§ **PASSAGE TO READ**:

= = =

COUNTRY JOE McDONALD
Friday April 11, 2003

The other day my wife brought home a baby bunny. She had stopped at the pet store on the way home from work and picked it out from a bunch of baby bunnies. There is nothing like a baby bunny. They are perhaps the cutest thing in the world. 

You know bunnies are born hairless and very tiny into a bed of fur picked from their mothers’ coats. Tiny hairless blind tiny things squirmy and hungry for mothers’ milk. Ours is of course covered with fur and has its eyes wide open. It’s a female, so they say, but it is hard to tell at this age and we have gotten it wrong before: Peter turned out to be a girl and Fuzzy a boy. 

Nothing says spring like a baby bunny. They do a thing called “pop corn” where they leap straight up in the air and turn on a dime. Nothing, that is, except perhaps the blossoms of our Santa Rosa Plum Tree. Incredible white cascade against the blue skies of March. In just a heartbeat they turn into an abundance of delicious sweet and sour treats. 

I tied a yellow ribbon around that plum tree during the Gulf War vowing not to take it down until my nephew returned from his war duty in the Persian Gulf. He did return and today is in good health. Thank you God. And I took the yellow ribbon down. 

Today I am thinking of putting up another yellow ribbon for all those boys and girls and men and women who have left their homes and are missing this spring weather and blossoms and baby bunnies. 

I was happy to see the new bunny but also worried. I wondered how Fuzzy, our adult bunny who lives in our backyard, and this new baby bunny would get along. Bunnies are very complex social creatures. A warren in the wild may have several hundred individuals living together.

= = =

§ **ASSIGNED TASK 1**: Shorten the paragraph of the piece about the baby bunny that begins "I tied a yellow ribbon", keeping its main facts.
§ **ASSIGNED TASK 2**: Resume the piece about the baby bunny after its last sentence and write the next part.
The lines that come after this have no role here.

= = =

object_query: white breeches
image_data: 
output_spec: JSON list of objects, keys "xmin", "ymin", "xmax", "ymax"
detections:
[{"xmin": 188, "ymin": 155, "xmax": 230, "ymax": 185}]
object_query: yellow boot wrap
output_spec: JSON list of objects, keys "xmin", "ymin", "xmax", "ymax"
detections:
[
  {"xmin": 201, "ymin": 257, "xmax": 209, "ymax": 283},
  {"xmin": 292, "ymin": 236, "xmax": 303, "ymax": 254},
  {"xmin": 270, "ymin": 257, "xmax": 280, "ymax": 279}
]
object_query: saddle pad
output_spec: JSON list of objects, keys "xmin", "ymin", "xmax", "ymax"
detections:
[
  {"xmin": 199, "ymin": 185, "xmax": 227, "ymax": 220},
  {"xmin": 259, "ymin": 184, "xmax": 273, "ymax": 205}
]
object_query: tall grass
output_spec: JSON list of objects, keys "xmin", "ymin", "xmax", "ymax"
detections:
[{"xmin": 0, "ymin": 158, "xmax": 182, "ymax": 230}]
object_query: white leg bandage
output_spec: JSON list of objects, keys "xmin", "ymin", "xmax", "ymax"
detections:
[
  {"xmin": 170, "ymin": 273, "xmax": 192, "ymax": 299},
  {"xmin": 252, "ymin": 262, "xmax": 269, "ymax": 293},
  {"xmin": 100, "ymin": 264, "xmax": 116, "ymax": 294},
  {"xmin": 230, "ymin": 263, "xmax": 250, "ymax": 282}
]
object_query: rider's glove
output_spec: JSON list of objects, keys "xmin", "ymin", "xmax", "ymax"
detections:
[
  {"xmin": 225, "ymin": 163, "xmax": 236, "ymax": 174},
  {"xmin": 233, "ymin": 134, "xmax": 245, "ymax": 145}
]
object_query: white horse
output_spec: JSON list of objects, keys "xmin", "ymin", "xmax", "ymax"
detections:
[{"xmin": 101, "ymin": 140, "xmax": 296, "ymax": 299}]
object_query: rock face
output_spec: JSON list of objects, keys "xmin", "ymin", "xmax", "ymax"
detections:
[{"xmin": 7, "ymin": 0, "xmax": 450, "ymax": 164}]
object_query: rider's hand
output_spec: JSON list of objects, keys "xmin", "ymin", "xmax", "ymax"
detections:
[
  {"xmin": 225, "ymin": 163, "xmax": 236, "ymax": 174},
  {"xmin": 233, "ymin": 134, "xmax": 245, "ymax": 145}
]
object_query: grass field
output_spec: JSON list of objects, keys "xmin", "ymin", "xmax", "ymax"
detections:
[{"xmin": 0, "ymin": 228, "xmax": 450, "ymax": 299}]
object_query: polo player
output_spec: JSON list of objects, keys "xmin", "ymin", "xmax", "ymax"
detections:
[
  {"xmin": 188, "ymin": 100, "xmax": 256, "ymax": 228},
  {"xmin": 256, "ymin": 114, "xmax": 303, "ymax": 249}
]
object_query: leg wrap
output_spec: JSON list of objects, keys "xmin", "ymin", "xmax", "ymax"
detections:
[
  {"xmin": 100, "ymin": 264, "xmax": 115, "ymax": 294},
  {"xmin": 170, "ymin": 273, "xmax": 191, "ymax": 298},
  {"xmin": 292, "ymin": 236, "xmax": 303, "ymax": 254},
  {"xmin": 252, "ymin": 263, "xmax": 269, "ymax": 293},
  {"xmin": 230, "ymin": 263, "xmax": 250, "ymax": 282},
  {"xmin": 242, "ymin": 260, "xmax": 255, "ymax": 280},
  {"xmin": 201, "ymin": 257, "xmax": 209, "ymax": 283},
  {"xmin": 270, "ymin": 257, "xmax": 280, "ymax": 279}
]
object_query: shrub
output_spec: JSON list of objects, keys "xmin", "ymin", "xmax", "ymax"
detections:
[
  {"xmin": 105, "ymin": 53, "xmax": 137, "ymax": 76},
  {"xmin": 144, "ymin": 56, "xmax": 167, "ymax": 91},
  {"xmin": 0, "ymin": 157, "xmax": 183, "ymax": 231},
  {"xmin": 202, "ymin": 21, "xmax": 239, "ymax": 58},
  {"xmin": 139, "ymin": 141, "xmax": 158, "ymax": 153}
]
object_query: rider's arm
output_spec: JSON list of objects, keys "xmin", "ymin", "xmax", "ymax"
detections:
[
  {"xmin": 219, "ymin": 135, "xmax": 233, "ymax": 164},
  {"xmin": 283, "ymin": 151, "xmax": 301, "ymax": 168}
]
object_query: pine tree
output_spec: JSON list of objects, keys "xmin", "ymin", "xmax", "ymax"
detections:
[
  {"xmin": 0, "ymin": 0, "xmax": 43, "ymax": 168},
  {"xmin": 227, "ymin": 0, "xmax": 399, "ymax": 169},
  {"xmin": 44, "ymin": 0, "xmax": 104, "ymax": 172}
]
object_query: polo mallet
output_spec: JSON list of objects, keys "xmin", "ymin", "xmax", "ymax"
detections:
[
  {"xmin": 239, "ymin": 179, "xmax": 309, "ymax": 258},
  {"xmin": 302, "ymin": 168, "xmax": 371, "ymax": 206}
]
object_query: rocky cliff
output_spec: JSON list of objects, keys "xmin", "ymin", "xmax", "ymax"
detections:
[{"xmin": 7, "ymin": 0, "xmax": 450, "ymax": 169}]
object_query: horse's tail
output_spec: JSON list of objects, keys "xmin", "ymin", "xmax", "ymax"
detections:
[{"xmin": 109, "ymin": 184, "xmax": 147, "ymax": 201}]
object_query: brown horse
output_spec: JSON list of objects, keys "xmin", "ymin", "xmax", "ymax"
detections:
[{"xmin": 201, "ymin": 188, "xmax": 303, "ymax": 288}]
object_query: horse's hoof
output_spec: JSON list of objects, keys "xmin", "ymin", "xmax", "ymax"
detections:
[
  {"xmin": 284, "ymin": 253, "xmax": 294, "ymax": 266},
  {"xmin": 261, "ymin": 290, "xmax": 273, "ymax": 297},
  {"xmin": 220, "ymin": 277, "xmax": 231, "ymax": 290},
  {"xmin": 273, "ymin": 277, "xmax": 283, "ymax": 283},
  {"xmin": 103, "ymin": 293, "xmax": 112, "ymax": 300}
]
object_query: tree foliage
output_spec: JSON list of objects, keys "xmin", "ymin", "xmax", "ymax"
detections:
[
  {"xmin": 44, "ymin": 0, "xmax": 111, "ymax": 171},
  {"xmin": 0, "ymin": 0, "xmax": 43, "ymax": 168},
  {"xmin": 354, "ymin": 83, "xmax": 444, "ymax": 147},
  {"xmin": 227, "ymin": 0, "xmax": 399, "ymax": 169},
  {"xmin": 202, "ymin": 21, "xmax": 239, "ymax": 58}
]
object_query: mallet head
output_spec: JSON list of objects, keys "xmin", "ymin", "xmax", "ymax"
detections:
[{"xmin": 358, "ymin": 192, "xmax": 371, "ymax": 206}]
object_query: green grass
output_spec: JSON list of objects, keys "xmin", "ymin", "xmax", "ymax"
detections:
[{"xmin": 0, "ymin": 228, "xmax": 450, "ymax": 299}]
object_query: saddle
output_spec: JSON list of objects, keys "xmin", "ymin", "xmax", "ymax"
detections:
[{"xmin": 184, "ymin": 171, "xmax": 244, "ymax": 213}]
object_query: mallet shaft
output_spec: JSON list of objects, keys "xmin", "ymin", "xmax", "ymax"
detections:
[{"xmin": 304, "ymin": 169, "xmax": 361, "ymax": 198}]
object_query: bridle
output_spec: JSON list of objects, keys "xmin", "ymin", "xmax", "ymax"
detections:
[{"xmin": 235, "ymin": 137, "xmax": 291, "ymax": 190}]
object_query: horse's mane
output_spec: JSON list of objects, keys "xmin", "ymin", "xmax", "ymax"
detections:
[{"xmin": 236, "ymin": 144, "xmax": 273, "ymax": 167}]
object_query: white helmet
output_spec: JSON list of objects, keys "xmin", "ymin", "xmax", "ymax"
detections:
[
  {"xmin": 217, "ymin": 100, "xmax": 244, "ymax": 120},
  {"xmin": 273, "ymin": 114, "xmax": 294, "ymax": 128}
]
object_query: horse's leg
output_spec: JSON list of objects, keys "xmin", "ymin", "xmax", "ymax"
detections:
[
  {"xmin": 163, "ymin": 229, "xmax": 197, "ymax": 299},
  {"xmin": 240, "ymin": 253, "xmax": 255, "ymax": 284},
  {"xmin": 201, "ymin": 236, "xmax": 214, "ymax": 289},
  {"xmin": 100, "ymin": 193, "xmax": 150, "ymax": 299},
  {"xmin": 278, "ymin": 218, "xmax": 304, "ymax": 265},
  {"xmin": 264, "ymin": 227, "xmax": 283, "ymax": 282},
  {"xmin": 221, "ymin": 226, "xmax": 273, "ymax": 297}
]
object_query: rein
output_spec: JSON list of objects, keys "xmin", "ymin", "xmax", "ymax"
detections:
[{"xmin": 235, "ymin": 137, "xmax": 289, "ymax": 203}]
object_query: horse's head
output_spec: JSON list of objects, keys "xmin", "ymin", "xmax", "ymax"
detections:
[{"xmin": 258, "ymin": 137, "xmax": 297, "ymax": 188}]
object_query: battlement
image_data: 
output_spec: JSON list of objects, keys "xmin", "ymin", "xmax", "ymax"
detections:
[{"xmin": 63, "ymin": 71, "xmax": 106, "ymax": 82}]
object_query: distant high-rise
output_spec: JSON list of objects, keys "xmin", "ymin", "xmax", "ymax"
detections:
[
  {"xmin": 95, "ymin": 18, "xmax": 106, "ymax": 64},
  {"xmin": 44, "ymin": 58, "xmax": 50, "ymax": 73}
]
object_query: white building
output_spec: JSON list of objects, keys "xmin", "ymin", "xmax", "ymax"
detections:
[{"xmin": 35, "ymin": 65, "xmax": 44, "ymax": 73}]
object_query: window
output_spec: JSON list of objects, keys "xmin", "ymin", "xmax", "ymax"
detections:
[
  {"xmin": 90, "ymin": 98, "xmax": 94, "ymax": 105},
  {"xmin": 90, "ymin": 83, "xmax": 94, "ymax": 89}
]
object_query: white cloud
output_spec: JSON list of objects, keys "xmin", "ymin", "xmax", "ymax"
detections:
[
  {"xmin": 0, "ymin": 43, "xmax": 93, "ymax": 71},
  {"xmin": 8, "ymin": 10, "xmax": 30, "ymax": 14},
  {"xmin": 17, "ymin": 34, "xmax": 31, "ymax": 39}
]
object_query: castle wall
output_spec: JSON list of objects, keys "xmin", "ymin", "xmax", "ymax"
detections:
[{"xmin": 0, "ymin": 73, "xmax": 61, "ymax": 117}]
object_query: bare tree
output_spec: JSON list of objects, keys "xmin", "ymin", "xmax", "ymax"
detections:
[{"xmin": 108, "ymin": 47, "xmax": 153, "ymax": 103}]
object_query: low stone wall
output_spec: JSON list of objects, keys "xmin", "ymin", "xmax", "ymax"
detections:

= = =

§ **EXERCISE RESPONSE 1**: During the Gulf War I tied a yellow ribbon around the plum tree and vowed to leave it there until my nephew came home from duty in the Persian Gulf. He came back, is healthy today, and I took the ribbon down.

§ **EXERCISE RESPONSE 2**:
My wife and son got another baby bunny last year and it did not work out well. Speedy, the new bunny, called that because he sped around the living room so fast when he was a baby, turned on Fuzzy when he became an adolescent. We never got him fixed and maybe we should have. Lowered testosterone levels might have helped. 

At first Fuzzy chased Speedy, but then got used to him. They would sit together in the sun and Fuzzy would preen Speedy. But one day I went out on the deck and saw tufts of brown fur all over the yard and Fuzzy on the deck fearful. With some investigation I discovered that Speedy had been attacking him. 

We tried many things to broker peace, and all failed. I began to hate that rabbit and found that we could not give him away. The House Rabbit Society would not take him. Plus he bit me one day, disqualifying himself as a nice house pet. So I announced to the family I would take him on a one-way trip to the animal control people, as even the Humane Society would not take him. 

I pulled him out of his cage wearing gloves so as not to get bitten or scratched. Rabbits can be very aggressive and fierce if they want to be. I put him in a cage in the kitchen for his last night. In the morning he was dead. 

If you have some bunnies who do not get along and you want them to, here is what you do. Put them in a new environment together. In their mutual anxiety they will bond and become friends. We of course tried this with Fuzzy and Speedy, and it worked at first but not later. I think Speedy went insane. Perhaps he had a brain tumor.  

My daddy was a farm boy and a cowboy. He taught me to whistle at a rabbit to stop it so you could shoot it. It works. The rabbit stops and listens. I shot with my B.B. gun but never hit a rabbit. 

Maybe we could put humans in a new environment and they would bond and not fight. Then again, what about madness and brain tumors. 

When I was a teenager in the U.S. Navy in Japan I pressed cherry blossoms one spring and put them in plastic in my photo album. I still have those blossoms from Atsugi, Japan. 

There is nothing like a baby bunny and spring blossoms. I hope the bunnies get along, the blossoms give us good fruit and the soldiers come home from the war. 

Country Joe McDonald is a resident of Berkeley.